__READING PASSAGE__
__________________________________________________

Finally, a Barbie doll with horizontal feet and comfortable sandals. Made from recycled materials.

Bisexual Barbie:

Comes in a package with Skipper and Ken.

Bite-The-Bullet Barbie:

An anthropologist Barbie with pith helmet, camera, detachable limbs, fake blood, and the ability to perform surgery on herself in the Outback.

Blue Collar Barbie:

Comes with overalls, protective goggles, lunch pail, UAW membership, pamphlet on union-organizing and pay scales for women as compared to men. Waitressing outfits and cashiers aprons may be purchased separately for Barbies who are holding down second jobs in order to make ends meet.

Our Barbies Ourselves:

Anatomically correct Barbie, both inside and out, comes with spreadable legs, her own speculum, magnifying glass, and detailed diagrams of female anatomy so that little girls can learn about their bodies in a friendly, non-threatening way. Also included: tiny Kotex, booklets on sexual responsibility. Accessories such as contraceptives, sex toys, expanding uterus with fetus at various stages of development & breastpump are all optional, underscoring that each young woman has the right to chose what she does with her own Barbie.

Rebbe Barbie:

So why not? Women rabbis are on the cutting edge in Judaism. Rebbe Barbie comes with tiny satin yarmulke, prayer shawl, teffilin, silver kaddish cup, Torah scrolls. Optional: tiny mezzuzah for doorway of Barbie Townhouse.

Homegirl Barbie:

Truly fly Barble in midriff-bearing shirt and baggy jeans. Comes with gold jewelry, hip-hop accessories, and plenty of attitude. Pull cord and she says things like I dont think so. Dang, get outta my face, and You go, girl. Teaches girls not to take crap from men and condesending White people.

Transgender Barbie:

Formerly known as G.I. Joe.

Robotic Barbie:

Hey, kids, experiment with an autonomous two-legged walking machine! After falling over, she says Control theory is hard. Damn these spike heels anyway!

Dinner Roll Barbie:

A Barbie with multiple love handles, double chin, a real curvy belly, generous breast and butt, and voluminous thighs to show girls that voluptuousness is also beautiful. Comes with a miniature basket of dinner rolls, Bucket o Fried Chicken, tiny Entenmanns walnut ring, a brick of Sealtest ice cream, three packs of potato chips, a t-shirt reading Only the Weak Dont Eat and, of course, an appetite.

__________________________________________________

__TASK REQUIREMENTS__
A: In the Barbie list, why does Dinner Roll Barbie have love handles, a double chin, a curvy belly and voluminous thighs? Answer in one to three sentences.
B: Resume the Barbie list after its last entry, Dinner Roll Barbie.
The material that comes next is separate from the Barbie list.

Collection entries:
__________________________________________________

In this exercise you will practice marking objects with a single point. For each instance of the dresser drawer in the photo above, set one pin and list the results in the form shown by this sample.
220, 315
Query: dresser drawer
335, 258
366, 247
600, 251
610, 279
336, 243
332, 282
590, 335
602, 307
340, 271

__________________________________________________

__NUMBERED RESPONSES__
A: She is built that way to show girls that voluptuousness is also beautiful.

B:
The recent announcement that Mattel and the producers of Baywatch have joined forces to create Baywatch Barbie came as no surprise. After all, both companies have made millions off airheads with flawless skins, Malibu tans and synthetic breasts.

If Baywatch Barbie sells well, other Barbie/TV tie-ins seem certain to follow. Some possibilities:

Melrose Place Barbie:

Comes complete with her Barbie Dream Apartment where Skipper and the rest of the gang live rent-free. Other accessories include a bottle of vodka, silk sheets, and an arrest warrant.

Dr. Barbie, Medicine Woman:

This helpful doll offers other homesteaders important tips like what conditioner to use out on the Plains and how to take care of their nails while shoeing a horse.

Americas Most Wanted Barbie:

Shes on the run after 30 years of crime against feminism.

Oprah Barbie:

Push a button on her back and this Barbie actually speaks! Hold your very own talk show with topics like how tough math class is, Ballerina Barbies struggle with bulimia, Kens who wear Barbies clothes.

My So-Called Barbie:

She faces the same troubling issues as regular teens who dont have huge wardrobes, perfect bods, pools, and ponies.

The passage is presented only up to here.